Task to complete |
Shift every coordinate in the answers by -51, and reproduce the part of the items that opens with the line containing "Reviewer note: make sure each instance of the child's" and runs through the end of the items, requests included. Give only that part.
○ ○ ○ ○ ○ ○ ○
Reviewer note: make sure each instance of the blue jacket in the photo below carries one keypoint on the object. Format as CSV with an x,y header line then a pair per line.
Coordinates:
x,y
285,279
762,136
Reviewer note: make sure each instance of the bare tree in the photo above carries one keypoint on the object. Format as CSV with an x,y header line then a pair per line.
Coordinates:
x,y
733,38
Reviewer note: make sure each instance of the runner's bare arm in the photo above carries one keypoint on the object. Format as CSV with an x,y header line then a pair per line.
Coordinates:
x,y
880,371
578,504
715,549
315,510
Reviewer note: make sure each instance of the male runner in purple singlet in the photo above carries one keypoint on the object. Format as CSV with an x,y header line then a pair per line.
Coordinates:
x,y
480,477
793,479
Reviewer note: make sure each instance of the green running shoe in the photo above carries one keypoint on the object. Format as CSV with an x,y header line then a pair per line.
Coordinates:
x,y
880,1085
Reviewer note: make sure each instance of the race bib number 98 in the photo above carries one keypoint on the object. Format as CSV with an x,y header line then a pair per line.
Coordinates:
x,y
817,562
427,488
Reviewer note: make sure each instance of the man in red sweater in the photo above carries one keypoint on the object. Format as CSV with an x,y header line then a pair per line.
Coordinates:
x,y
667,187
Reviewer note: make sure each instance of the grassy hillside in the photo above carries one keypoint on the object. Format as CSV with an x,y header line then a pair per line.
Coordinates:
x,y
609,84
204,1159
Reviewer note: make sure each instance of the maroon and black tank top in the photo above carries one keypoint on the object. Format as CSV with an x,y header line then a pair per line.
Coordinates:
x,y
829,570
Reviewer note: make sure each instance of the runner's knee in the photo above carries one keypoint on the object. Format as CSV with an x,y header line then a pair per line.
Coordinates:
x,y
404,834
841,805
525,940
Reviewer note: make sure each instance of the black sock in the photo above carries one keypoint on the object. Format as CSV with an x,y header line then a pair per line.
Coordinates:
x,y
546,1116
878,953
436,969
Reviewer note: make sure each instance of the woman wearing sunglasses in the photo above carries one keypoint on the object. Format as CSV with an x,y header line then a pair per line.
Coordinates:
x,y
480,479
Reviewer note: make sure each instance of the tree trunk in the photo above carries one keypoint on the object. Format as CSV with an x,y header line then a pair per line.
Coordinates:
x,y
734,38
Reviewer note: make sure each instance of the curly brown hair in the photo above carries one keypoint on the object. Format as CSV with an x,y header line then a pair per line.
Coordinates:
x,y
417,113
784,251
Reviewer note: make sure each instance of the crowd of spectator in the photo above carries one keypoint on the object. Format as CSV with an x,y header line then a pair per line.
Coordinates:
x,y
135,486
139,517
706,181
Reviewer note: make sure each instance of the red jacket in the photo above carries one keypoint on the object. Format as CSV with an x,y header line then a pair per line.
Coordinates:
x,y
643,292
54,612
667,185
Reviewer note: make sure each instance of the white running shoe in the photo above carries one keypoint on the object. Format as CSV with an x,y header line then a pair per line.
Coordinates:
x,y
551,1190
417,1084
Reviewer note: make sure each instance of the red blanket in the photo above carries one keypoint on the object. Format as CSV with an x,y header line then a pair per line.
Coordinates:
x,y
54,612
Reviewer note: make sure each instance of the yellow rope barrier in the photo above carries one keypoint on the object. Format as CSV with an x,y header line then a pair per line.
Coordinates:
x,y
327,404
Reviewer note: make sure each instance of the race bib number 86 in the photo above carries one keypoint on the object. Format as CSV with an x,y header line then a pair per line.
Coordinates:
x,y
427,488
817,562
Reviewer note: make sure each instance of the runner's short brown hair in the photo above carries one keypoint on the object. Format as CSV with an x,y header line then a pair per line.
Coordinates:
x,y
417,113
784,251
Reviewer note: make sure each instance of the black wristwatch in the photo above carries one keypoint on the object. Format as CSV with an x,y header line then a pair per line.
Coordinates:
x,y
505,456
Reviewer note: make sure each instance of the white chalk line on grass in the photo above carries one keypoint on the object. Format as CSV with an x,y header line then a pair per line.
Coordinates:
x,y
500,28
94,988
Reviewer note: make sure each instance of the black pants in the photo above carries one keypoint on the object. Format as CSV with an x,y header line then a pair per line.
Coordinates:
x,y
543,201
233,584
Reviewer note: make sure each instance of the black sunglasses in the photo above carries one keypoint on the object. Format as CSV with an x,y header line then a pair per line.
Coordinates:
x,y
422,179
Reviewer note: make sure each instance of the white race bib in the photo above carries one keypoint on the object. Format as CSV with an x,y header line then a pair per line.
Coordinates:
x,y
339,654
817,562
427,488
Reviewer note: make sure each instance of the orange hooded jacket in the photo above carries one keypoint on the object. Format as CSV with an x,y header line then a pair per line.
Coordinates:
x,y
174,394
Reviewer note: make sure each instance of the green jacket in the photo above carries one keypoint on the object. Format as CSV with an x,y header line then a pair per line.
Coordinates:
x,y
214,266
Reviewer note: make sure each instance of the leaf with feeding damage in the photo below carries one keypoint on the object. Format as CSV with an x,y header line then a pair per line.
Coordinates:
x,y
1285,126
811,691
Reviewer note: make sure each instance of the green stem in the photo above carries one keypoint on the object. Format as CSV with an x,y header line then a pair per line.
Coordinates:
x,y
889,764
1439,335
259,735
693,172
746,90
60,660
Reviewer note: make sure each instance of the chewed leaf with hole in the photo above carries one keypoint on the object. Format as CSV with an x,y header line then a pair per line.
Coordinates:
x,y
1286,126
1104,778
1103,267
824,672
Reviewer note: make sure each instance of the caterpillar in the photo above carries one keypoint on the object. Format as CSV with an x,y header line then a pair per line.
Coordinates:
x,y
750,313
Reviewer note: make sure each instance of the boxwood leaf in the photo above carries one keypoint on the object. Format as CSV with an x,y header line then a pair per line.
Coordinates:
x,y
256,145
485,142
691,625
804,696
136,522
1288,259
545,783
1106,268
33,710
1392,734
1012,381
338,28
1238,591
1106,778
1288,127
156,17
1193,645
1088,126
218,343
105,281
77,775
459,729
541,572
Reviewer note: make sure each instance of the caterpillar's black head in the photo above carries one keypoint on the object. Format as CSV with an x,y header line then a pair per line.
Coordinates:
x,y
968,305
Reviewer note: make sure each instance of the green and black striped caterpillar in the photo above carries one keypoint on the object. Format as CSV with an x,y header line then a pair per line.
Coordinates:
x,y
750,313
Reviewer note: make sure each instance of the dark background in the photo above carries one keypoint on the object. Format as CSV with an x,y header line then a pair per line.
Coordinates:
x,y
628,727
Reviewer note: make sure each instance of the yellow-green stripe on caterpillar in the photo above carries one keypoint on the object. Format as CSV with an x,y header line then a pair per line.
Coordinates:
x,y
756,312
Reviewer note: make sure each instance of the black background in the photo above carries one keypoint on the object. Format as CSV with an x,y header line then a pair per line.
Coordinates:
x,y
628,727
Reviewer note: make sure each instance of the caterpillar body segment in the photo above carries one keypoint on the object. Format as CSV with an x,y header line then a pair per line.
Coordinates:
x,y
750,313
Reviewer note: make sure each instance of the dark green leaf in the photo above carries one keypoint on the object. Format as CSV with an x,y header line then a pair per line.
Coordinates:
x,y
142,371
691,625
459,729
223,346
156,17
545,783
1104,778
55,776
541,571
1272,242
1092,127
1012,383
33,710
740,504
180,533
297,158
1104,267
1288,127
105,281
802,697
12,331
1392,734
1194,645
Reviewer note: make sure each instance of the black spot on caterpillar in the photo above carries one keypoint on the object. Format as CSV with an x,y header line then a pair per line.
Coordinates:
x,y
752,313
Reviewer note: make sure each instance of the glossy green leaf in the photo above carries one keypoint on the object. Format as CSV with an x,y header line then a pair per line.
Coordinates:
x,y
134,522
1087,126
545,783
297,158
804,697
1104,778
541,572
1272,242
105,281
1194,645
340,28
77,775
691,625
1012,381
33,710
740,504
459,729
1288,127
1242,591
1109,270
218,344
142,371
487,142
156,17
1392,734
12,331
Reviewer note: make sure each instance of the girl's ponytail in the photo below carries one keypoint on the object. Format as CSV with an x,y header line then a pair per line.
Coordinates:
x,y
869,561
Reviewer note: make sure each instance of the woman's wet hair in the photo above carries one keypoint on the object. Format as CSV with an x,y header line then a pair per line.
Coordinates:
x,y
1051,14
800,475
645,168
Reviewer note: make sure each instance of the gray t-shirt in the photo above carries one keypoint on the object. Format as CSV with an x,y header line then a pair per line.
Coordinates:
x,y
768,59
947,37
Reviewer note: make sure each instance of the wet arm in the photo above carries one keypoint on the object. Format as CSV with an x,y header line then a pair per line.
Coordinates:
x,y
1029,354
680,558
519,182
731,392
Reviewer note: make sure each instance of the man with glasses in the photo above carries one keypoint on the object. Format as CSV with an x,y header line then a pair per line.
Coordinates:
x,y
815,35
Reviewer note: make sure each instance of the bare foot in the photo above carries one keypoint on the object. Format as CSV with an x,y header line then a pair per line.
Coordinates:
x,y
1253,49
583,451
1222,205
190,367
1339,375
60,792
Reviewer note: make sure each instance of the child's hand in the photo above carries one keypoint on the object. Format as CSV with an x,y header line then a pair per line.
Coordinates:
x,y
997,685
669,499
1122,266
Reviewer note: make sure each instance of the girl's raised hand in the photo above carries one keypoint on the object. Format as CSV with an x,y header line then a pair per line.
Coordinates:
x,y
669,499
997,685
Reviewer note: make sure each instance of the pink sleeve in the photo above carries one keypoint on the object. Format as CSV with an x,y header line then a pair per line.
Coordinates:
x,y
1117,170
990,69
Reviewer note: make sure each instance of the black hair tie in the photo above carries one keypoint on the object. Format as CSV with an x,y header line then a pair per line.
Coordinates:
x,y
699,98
○ ○ ○ ○ ○ ○ ○
Solution |
Reviewer note: make sure each instance of the child's hand in the photo above carries one keypoint on the object. Format as CSV with an x,y header line then a pair per line.
Coordinates:
x,y
946,634
618,448
1071,215
Reviewer note: make sure each instance of the girl's raised hand in the photo above carries one keypoint on the object. Format as CSV with an x,y header line then a pair per line.
Coordinates:
x,y
618,448
946,634
Reviewer note: make sure each instance of the pink sleeve in the photo above carries one keypoint on the object. Format as CSV with an x,y header line then a pair per line.
Coordinates:
x,y
1066,119
939,18
Reviewer note: make sure each instance of the black hair tie in the photo above carries one keypoint on the object. Format as CSV with an x,y header line then a pair per line.
Coordinates:
x,y
648,47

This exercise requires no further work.